Ihre Aufgaben:
[a] Nennen Sie bitte sämtliche monatlichen Bruttolöhne, die der Text zu den Doktorandenlöhnen an der ETH angibt, jeweils mit der Angabe, für wen sie gelten.
[b] Wie lange dauert laut dem Text zu den Doktorandenlöhnen an der ETH eine durchschnittliche Promotion an der ETH?

Vorliegender Text:
━━━━━━━━━━━━━━━━━━━━━━━━━━━━━━
Machen wir eine kurze Milchbubenrechnung! Laut Bundesamt für Statistik betrug der durchschnittliche monatliche Bruttolohn im Jahr 2000 in der Grossregion Zürich 5’700 Franken. Für Berufe mit anspruchsvollen, selbständigen und qualifizierten Arbeiten betrug er sogar 7’800 Fr. Im Vergleich dazu: ein Doktorand der ETH Zürich mit einer 100%-Anstellung verdient im ersten Jahr monatlich 4’650 Fr. brutto, bei der minimalen Anstellung für ETH-Doktorierende von 60% sind es 2'790 Fr. Während einer (laut Doktoratsadministration) durchschnittlichen Promotionszeit an der ETH von 4,5 Jahren haben Doktorierende einen Bruttolohn von total 294'600 Fr. bei einer 100%-Anstellung und 176’800 Fr. bei einer 60%-Anstellung (Zuschlag von 2848 Fr. pro Dienstjahr inbegriffen). Somit „verliert“ eine ETH-Doktorandin im Vergleich zu einer anderen gut ausgebildeten und qualifizierten Person in der Wirtschaft oder im öffentlichen Sektor 161’700 Fr. bei einer 100%-Anstellung und 279’500 Fr. bei einer 60%-Anstellung (vorausgesetzt, man hat nebenher keine andere Arbeitsstelle). Ein ETH-Doktorand lässt sich also seinen Doktortitel zwischen 161'700 und 279'500 Fr. kosten! Nicht berücksichtigt sind in dieser Rechnung die entgangenen Pensionskassenbeiträge durch den Arbeitgeber sowie die Kosten für den verspäteten Aufbau der privaten Altersvorsorge (3. Säule).
━━━━━━━━━━━━━━━━━━━━━━━━━━━━━━
Bereitgestellte Auflistung:

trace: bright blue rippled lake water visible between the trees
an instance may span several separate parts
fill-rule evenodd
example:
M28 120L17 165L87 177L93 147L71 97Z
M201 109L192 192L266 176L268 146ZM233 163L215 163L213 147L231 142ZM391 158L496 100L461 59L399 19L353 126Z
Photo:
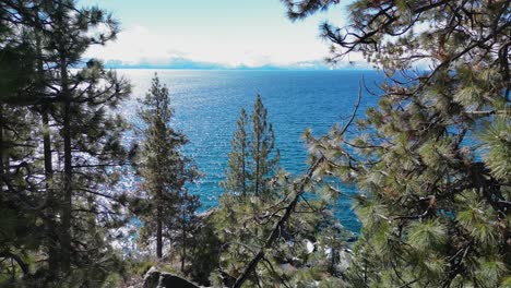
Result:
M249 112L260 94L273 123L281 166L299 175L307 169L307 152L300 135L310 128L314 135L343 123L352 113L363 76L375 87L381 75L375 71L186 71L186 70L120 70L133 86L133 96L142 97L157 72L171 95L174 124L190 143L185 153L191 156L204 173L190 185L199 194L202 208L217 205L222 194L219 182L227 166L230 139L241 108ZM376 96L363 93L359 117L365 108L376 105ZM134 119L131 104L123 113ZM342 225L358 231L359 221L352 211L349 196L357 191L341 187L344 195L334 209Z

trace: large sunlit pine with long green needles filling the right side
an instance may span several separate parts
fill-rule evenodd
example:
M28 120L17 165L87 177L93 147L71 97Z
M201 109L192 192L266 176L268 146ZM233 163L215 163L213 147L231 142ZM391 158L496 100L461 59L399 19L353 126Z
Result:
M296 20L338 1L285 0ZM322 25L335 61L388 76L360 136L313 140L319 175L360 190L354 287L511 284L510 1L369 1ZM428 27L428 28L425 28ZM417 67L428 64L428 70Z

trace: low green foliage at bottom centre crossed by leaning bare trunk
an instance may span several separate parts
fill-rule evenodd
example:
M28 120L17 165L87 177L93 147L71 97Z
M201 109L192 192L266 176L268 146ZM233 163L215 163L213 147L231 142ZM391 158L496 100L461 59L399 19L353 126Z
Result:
━━━━━━━━━━━━━━━━━━━━━━━━━━━━━━
Erwartete Ergebnisse:
[a]
- 5’700 Franken: durchschnittlicher monatlicher Bruttolohn im Jahr 2000 in der Grossregion Zürich
- 7’800 Fr.: Berufe mit anspruchsvollen, selbständigen und qualifizierten Arbeiten
- 4’650 Fr.: Doktorand der ETH Zürich mit 100%-Anstellung im ersten Jahr
- 2'790 Fr.: ETH-Doktorierende mit der minimalen Anstellung von 60%

[b] 4,5 Jahre (laut Doktoratsadministration).